▸ TASK TO CARRY OUT: Report each line from the records where the string "claw" turns up.

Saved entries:
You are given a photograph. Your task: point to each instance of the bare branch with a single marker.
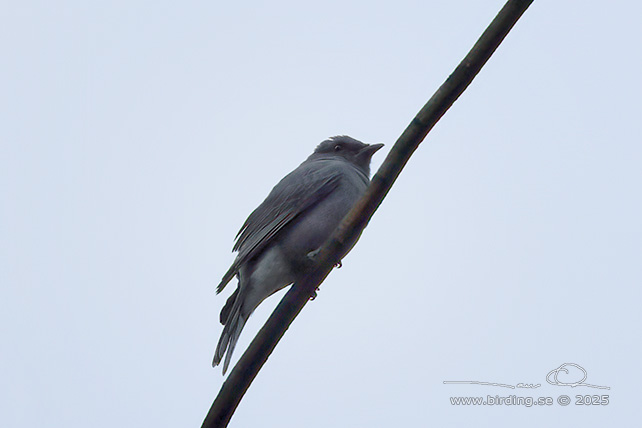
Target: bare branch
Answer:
(356, 220)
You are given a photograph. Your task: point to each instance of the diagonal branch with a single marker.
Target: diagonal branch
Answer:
(356, 220)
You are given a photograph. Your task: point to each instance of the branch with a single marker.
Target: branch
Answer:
(356, 220)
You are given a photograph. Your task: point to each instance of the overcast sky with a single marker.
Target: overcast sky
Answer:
(136, 136)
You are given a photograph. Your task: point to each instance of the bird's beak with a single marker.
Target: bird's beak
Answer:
(370, 149)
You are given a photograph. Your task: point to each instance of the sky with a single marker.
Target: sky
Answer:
(136, 137)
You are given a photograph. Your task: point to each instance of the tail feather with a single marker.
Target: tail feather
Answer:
(233, 326)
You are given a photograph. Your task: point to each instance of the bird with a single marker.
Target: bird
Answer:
(281, 236)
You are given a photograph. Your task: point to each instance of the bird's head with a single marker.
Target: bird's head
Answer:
(347, 148)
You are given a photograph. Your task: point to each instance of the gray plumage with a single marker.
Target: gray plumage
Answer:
(276, 241)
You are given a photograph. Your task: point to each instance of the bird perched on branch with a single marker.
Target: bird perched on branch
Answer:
(277, 241)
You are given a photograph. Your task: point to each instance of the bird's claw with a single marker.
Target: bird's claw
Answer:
(312, 255)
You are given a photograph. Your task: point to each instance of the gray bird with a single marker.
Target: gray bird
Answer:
(277, 241)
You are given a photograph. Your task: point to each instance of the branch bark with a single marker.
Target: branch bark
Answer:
(356, 220)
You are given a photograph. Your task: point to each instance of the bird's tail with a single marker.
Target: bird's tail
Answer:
(233, 326)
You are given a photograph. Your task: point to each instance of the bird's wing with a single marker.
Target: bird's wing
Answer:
(294, 194)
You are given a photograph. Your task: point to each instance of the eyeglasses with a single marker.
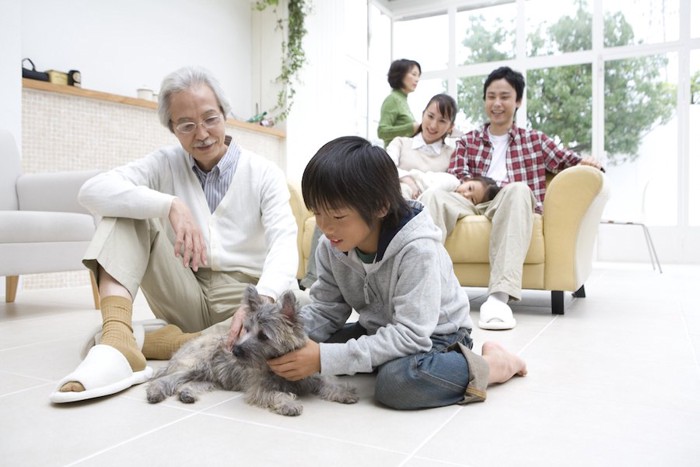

▸ SOLUTION:
You are given a photograph. Your task: point to each instance of the bird's claw with a single marker.
Target: bird's claw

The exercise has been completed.